### What you are asked to do:
Look for the line containing "one marker per instance, written like [607,125]" in the listing below. Retype that line and every subsequent line through the last one, and only those.

### Record list:
--- begin ---

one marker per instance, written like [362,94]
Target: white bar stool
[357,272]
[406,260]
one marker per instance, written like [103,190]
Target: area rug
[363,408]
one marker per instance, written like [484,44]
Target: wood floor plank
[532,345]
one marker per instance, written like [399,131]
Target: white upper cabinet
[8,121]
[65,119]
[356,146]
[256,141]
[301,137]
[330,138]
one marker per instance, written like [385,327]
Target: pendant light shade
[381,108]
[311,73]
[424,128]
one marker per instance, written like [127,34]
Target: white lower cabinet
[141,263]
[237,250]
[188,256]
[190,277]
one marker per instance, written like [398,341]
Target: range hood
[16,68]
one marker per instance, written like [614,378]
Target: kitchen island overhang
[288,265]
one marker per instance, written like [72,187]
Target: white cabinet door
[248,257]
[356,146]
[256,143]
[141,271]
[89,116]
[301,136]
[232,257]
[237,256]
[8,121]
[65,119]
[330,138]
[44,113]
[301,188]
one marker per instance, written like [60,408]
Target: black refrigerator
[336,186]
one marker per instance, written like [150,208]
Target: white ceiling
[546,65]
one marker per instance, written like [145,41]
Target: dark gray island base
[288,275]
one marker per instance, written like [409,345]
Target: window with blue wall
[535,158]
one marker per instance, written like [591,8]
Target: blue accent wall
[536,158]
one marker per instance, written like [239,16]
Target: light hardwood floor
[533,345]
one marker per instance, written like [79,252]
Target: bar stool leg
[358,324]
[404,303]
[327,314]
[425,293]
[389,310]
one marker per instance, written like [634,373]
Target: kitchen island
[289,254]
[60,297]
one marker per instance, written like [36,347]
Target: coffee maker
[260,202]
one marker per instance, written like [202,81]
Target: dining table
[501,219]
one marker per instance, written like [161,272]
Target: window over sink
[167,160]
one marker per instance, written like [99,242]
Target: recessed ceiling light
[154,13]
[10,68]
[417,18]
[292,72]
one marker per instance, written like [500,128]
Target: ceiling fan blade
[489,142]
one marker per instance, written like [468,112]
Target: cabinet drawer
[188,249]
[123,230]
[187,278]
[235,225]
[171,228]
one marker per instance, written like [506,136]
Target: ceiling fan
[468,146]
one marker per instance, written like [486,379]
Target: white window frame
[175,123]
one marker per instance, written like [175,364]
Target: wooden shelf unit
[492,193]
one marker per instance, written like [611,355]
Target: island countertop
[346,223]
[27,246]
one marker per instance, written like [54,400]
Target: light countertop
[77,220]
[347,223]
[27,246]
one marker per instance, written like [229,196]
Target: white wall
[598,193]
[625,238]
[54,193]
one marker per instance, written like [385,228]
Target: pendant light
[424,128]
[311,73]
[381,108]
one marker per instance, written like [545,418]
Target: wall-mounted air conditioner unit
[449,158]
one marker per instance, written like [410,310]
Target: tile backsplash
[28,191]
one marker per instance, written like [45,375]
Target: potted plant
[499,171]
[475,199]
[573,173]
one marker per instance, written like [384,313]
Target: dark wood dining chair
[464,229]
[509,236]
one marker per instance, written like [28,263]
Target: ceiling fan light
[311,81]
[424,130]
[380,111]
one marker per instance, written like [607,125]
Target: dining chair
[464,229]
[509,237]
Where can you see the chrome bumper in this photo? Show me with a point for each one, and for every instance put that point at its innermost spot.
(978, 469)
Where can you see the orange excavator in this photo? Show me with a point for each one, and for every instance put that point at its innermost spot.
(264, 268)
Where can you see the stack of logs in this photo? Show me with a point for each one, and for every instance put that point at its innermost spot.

--- end ---

### Written answer:
one marker per instance, written like [607,125]
Target: dining chair
[464,229]
[509,237]
Where can you see the chrome bumper in this photo? Show me with a point for each one, and for every instance put that point at its innermost spot.
(978, 469)
Where can you see the orange excavator in this photo? Show me with a point for each one, and for every instance put that point at its innermost spot.
(264, 268)
Where can you see the stack of logs in this photo? Show me with a point for each one, and for every instance put that point at its innermost spot.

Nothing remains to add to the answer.